**RECORD SET**
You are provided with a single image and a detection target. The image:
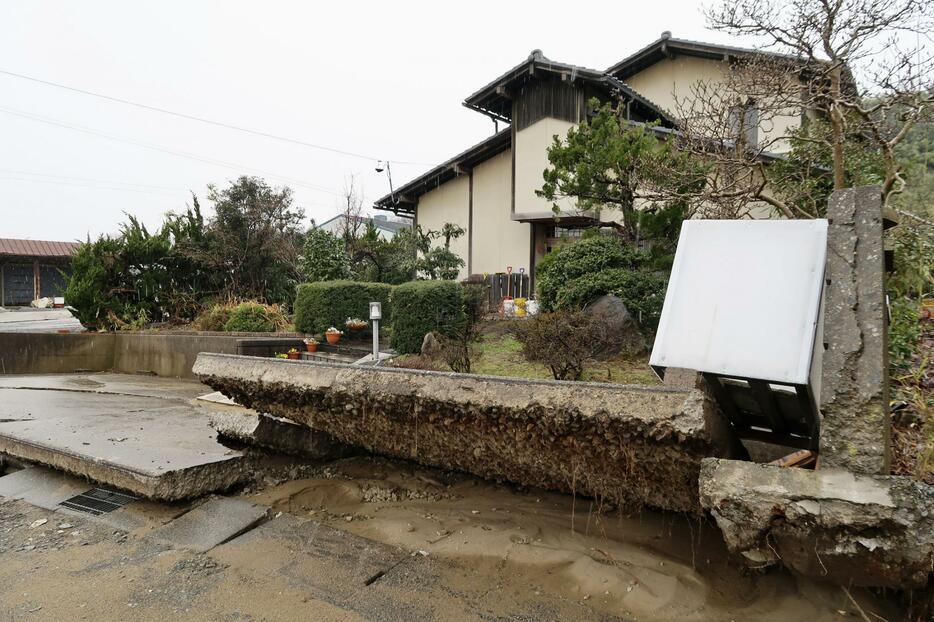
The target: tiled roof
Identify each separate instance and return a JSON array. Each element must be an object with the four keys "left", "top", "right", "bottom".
[{"left": 0, "top": 238, "right": 80, "bottom": 257}]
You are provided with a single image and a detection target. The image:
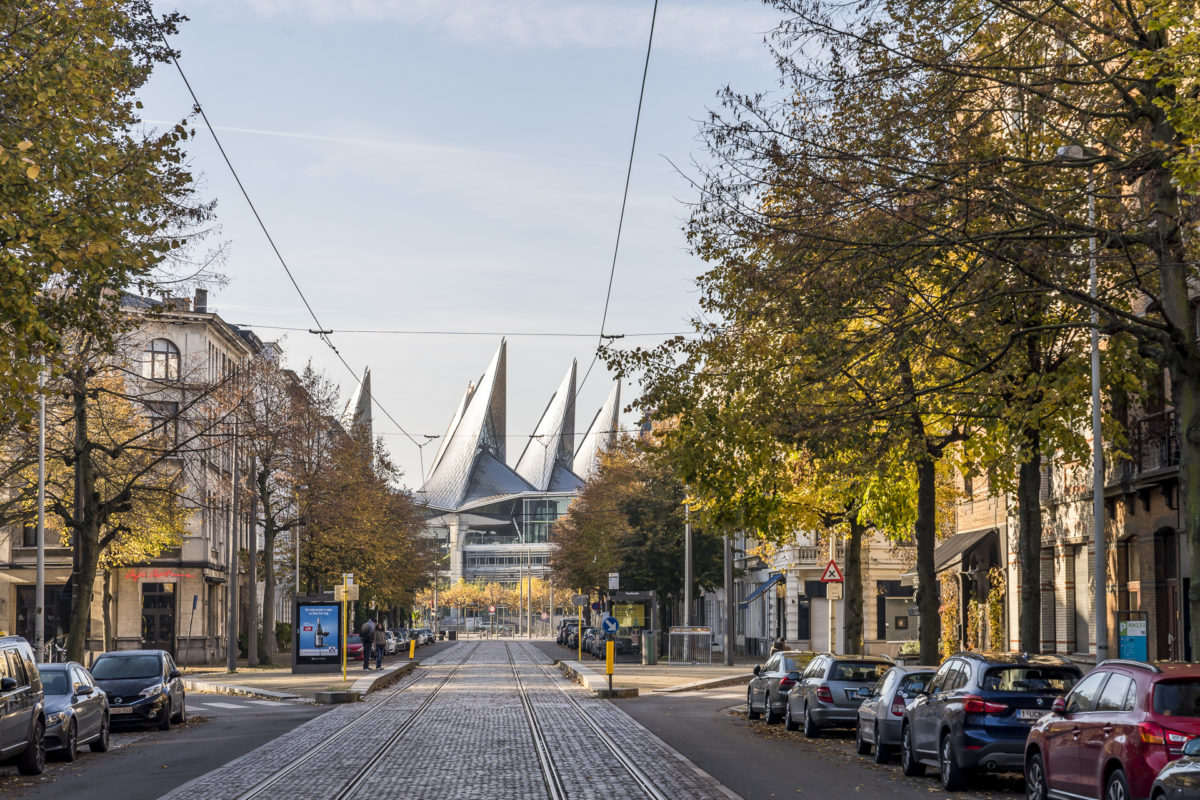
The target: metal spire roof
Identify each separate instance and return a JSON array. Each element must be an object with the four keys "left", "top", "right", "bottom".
[
  {"left": 517, "top": 359, "right": 582, "bottom": 492},
  {"left": 572, "top": 380, "right": 620, "bottom": 480}
]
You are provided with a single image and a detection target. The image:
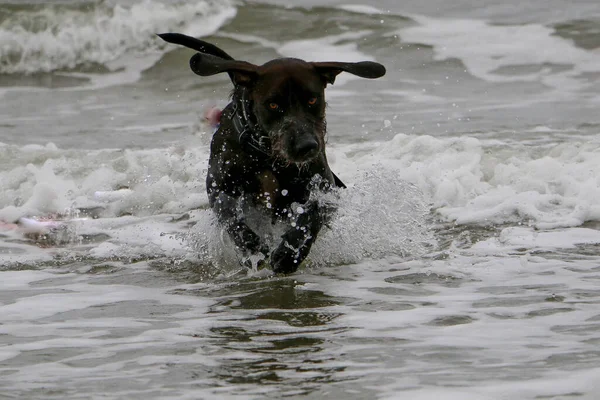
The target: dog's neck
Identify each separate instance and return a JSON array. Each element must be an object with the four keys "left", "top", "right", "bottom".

**SET EXERCISE**
Please copy every one of the lines above word for word, omitting the pictures.

**RESULT BELOW**
You are provided with a single image and a detection target. The image:
The target: tiled roof
Identify each separate instance and return a JSON array. Each element must be an object with the four keys "left", "top", "right", "bottom".
[{"left": 0, "top": 238, "right": 80, "bottom": 257}]
You are provided with a single image and a detection target. The image:
The target: metal spire roof
Identify each separate instance and return a JSON array. Each element must be an object with the four keys "left", "top", "right", "bottom".
[
  {"left": 517, "top": 359, "right": 582, "bottom": 492},
  {"left": 572, "top": 380, "right": 620, "bottom": 480}
]
You are provided with a single image and a detection target. The image:
The target: dog's neck
Identify each separate instance and return a JSON array. Each element must be an object with the four keys "left", "top", "right", "bottom".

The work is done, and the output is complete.